What you will do: Wherever the word "handle" appears in a line of the data, that line should be copied.

Supplied material:

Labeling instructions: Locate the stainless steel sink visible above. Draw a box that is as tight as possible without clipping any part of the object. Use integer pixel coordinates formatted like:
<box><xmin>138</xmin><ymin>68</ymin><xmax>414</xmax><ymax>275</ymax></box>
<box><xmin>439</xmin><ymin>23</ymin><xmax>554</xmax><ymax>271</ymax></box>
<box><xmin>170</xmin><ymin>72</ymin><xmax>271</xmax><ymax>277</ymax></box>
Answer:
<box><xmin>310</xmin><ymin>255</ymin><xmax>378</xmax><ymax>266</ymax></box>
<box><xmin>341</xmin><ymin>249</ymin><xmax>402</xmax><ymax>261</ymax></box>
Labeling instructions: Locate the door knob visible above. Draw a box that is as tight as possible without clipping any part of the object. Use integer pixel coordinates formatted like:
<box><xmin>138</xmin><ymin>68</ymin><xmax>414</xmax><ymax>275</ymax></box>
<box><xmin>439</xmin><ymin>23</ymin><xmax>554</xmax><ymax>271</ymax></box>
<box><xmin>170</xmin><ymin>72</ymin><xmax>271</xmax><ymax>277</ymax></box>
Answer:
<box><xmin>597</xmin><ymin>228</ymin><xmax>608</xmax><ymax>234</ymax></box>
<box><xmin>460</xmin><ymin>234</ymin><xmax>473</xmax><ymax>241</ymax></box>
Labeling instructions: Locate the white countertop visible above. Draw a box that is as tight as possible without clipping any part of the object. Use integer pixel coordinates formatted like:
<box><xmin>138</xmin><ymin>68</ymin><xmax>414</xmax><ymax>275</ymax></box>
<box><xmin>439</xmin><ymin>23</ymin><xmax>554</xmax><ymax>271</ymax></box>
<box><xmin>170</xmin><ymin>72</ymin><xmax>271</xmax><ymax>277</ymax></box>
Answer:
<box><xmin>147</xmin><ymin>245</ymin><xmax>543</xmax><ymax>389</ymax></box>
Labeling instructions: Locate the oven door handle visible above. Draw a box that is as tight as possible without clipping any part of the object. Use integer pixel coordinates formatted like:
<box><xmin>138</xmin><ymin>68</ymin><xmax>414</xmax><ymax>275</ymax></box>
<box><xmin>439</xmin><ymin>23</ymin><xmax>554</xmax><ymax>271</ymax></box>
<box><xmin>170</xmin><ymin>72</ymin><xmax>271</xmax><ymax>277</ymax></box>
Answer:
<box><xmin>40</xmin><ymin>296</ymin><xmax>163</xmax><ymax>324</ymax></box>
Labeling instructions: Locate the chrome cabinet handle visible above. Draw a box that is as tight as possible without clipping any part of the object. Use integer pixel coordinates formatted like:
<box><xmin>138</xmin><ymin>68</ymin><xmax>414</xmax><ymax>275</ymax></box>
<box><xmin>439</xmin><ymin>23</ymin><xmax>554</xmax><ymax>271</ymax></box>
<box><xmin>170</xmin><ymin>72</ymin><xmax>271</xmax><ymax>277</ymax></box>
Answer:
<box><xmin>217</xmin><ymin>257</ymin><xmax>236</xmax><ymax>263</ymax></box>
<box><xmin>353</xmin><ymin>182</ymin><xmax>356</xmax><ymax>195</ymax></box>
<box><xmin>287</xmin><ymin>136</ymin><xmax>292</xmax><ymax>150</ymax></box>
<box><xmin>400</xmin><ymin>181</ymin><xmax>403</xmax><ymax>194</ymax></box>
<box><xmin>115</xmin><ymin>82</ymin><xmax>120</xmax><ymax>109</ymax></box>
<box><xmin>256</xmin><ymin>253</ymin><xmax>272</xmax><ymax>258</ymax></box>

Exercise response:
Labeling instructions: Locate the oven door handle visible above. Draw a box that is as tight as possible without clipping any part of the object. Use integer pixel coordinates formatted like:
Labeling instructions: Locate the chrome cabinet handle visible above. Draw a box that is as tight as possible without clipping any part of the object. Use integer pixel coordinates formatted like:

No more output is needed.